**Work instructions:** Transcribe all of the data below verbatim, reproducing every line without any alteration.

**Input:**

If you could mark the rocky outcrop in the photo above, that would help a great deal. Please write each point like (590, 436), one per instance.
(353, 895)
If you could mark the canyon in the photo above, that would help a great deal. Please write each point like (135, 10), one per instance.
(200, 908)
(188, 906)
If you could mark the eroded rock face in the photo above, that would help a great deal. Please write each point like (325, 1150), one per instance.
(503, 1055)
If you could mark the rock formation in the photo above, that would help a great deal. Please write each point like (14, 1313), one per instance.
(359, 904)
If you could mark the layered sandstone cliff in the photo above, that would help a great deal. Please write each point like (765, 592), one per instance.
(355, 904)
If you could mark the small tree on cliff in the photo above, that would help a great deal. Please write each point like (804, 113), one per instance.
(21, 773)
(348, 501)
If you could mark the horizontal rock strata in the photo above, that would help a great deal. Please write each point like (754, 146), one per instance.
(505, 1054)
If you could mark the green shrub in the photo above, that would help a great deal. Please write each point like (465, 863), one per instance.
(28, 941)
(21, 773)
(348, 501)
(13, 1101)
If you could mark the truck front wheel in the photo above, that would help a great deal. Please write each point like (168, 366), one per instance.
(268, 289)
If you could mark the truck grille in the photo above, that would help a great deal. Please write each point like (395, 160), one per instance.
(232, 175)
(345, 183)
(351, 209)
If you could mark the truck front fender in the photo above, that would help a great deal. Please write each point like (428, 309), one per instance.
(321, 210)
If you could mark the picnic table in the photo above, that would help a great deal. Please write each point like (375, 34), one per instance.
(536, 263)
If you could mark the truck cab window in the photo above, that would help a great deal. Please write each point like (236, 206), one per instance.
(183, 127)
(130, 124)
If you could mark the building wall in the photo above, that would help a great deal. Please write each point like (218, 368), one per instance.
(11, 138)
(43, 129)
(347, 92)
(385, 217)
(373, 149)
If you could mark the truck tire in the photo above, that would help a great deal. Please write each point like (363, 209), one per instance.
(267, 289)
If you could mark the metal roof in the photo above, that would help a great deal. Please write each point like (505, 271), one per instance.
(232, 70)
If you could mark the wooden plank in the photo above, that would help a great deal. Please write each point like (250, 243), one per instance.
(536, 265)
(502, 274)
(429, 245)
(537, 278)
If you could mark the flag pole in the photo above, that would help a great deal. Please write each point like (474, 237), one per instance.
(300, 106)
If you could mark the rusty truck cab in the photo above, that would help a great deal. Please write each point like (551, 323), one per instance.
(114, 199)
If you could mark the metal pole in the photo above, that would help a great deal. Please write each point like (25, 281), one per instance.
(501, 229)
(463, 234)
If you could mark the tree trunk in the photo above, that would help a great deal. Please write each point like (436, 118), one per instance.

**Final result:**
If you could mark the rocky outcrop in the photo above, that would help a great deal. Please write each point like (590, 436), one per instance.
(353, 895)
If you could mark the canyon in the photo above, that would help a great deal. Please write each point like (135, 10), one per instance.
(200, 908)
(188, 906)
If you could mark the eroded rock face in the photo above, that would help a great deal. Please write each point like (325, 1150), one per instance.
(503, 1055)
If you could mark the rock formation in the photo above, that would help a great deal. Please write each point like (14, 1313), one per instance.
(359, 904)
If you could mark the layered sandstone cliff in the photo above, that would help a great deal. Please write each point like (765, 592), one per instance.
(355, 904)
If you could mark the small tree on cliff in the photo above, that would help a great deal. Please write each point like (804, 113), one per instance.
(21, 773)
(348, 501)
If you could mark the horizontal rock strata in the photo above, that would help a great deal. Please write each point like (754, 146), one per instance.
(505, 1054)
If you could mark the green shrub in the photo above, that would help a great deal. Please write each point like (465, 863), one per instance.
(28, 941)
(21, 773)
(348, 501)
(13, 1101)
If you could mark the truck front wheel in the photo above, that would help a great deal. Please write each point like (168, 366), one per instance.
(268, 289)
If you could mark the truck grille in the photo above, that would help a great deal. Please write each point like (395, 160), one per instance.
(232, 175)
(345, 183)
(351, 209)
If you could mark the truck front fender in the photo above, that would help a great deal. Please write each point like (428, 309), one per instance.
(321, 210)
If you could mark the picnic table in the photo above, that would help a great deal. Please write each point like (375, 34), one per instance.
(536, 263)
If you could mark the truck cab window in the photo above, that would help a great deal. Please write each point like (236, 206), one per instance.
(183, 127)
(130, 124)
If you could mark the building wall in the photo above, that would help a great deal. Please write each point like (218, 368), one per instance.
(11, 138)
(43, 129)
(347, 92)
(385, 217)
(373, 149)
If you could mark the truck tire in the photo above, that would help a great deal. Please write each point like (363, 209), one per instance.
(267, 289)
If you could mark the metal roof in the photo above, that would help a great deal. Please write each point like (505, 271), one per instance.
(232, 70)
If you could mark the wooden plank in the photo above, that would help a great deal. Please write each point like (250, 243), one per instance.
(536, 265)
(502, 274)
(429, 245)
(537, 278)
If you could mark the flag pole in the photo above, that would help a great deal. Please write each point like (474, 237), one per instance.
(300, 106)
If you could mark the rusty truck cab in the photo above, that would help a great deal. Please write each point like (551, 323), one per instance.
(114, 199)
If you could mark the metal pole in the photo above, that would help a great deal. Please write each point like (25, 281), one per instance.
(501, 229)
(463, 234)
If you could mark the tree trunk in the photo above, that would help a great deal. Please write each point like (436, 118), one per instance.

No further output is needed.